Consignes.
a – Selon l'extrait sur le respect de l'enfant, à qui était adressée la lettre de Kafka évoquée ?
b – Reproduisez à l'identique le passage de l'extrait sur le respect de l'enfant qui commence aux mots « Mais si vous » et s'arrête après « réagissons presque automatiquement. ».

Extrait.
· · · ·
Les parents ne sont pas indifférents à ce qui se passe chez leurs enfants. Ainsi, quand un père découvre des défauts chez son fils que lui-même ne supporte pas chez lui et qu’il a été incapable de maîtriser, il se mettra en tête de les faire disparaître chez son fils. Mais s’il trouve à son fils des qualités qu’il aurait aimé avoir, il sera fier de cet enfant, car il est de son sang, une extension de lui-même. Ceci est une traduction très libre de l’allemand de quelques réflexions faites par Kafka dans une lettre écrite à sa sœur Vali. Alice Miller qui m’a lu à haute voix cette lettre, voit dans les œuvres de Kafka la confirmation des conclusions qu’elle a pu tirer après de nombreuses années de travail comme analyste.
Ce qu’on appelle amour parental est souvent tellement empreint d’agression et de besoins narcissiques non satisfaits que le respect des parents pour l’enfant est faible ou totalement absent. Kafka insiste sur le fait que le respect pour l’enfant est de loin beaucoup plus important pour sa vie que ce qu’on appelle « l’amour parental ». Ce phénomène pourrait souvent être décrit ainsi : « Mon enfant est ma propriété. Je l’aime parce qu’il est à moi. Je l’aime parce que je ne pourrais exister sans lui ». C’est une forme d’amour qui ne voit pas l’enfant, qui est aveugle à ses besoins. Si vous voulez apprendre à « voir » et à respecter votre enfant, alors vous devez apprendre à voir et à respecter le petit enfant que vous fûtes autrefois.
Pourtant, il y a peu de parents qui sont préparés à écouter l’enfant démuni qui est en eux, la victime des besoins non satisfaits de leurs parents qu’ils ont été autrefois. Ils nient leur faiblesse. A la place, ils font de leurs enfants des victimes. Ils ne veulent pas penser à cette désagréable époque où ils étaient eux-mêmes sans pouvoir et à la merci de leurs parents.
Ceux qui sont complètement incapables de percevoir le dénuement de leur propre enfance, ceux-là peuvent devenir un autre Hitler. Ce sont eux qui disent : « Mes parents furent les meilleurs parents que vous puissiez imaginer. Les coups qu’ils m’ont donné ont fait de moi un homme ». Il y a toutes les raisons d’être préoccupé par des gens comme ceux-là. Ils peuvent extérioriser leur terreur refoulée qu’ils ont à supporter contre le monde entier pour de « bonnes » raisons idéologiques.
Mais si vous n’avez pas été respecté étant enfant, comment pouvez-vous apprendre à respecter vos propre enfants ?
Si un individu ne sait pas ce qu’est respecter ses enfants – et comment le saurait-il s’il ne l’a pas été lui-même ? – je lui dirai : « Pensez à la façon dont vous respectez votre père et votre mère. Alors soudain vous saurez ce qu’est le respect ! » La plupart des gens respectent si profondément leurs parents qu’ils n’oseraient même pas leur dire : « Vous m’avez fait mal ». Mais à notre petit enfant, nous crions : « Tu ne dois pas… Tu n’as pas le droit… C’est interdit… Arrête de faire du bruit quand les grandes personnes sont en train de parler… » C’est ainsi que nous réagissons presque automatiquement.
· · · ·
Entrées du jeu de données.
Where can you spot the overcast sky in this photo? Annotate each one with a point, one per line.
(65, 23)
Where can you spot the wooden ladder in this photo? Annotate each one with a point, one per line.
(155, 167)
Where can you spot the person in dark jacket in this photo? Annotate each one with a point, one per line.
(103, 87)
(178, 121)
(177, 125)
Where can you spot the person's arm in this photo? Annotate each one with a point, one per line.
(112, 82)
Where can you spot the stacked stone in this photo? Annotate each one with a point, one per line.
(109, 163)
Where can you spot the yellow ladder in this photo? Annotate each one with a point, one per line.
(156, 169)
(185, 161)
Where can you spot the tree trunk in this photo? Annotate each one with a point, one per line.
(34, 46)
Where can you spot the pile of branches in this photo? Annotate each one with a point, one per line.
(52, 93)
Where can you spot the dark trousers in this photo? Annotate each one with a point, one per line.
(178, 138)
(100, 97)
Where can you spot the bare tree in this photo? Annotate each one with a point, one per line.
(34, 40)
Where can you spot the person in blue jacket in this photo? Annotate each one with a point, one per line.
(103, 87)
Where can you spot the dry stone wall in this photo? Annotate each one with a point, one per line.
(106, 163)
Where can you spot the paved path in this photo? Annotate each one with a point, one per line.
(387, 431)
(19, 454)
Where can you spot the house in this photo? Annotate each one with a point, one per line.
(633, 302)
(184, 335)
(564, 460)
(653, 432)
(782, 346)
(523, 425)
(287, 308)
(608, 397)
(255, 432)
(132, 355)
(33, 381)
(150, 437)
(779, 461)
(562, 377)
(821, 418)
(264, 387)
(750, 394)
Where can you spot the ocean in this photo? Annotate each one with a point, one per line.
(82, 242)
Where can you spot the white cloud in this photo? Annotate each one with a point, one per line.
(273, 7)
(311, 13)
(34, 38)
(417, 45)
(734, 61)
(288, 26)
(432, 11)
· · · ·
Réponses par consigne.
a – À sa sœur Vali.

b –
Mais si vous n’avez pas été respecté étant enfant, comment pouvez-vous apprendre à respecter vos propre enfants ?
Si un individu ne sait pas ce qu’est respecter ses enfants – et comment le saurait-il s’il ne l’a pas été lui-même ? – je lui dirai : « Pensez à la façon dont vous respectez votre père et votre mère. Alors soudain vous saurez ce qu’est le respect ! » La plupart des gens respectent si profondément leurs parents qu’ils n’oseraient même pas leur dire : « Vous m’avez fait mal ». Mais à notre petit enfant, nous crions : « Tu ne dois pas… Tu n’as pas le droit… C’est interdit… Arrête de faire du bruit quand les grandes personnes sont en train de parler… » C’est ainsi que nous réagissons presque automatiquement.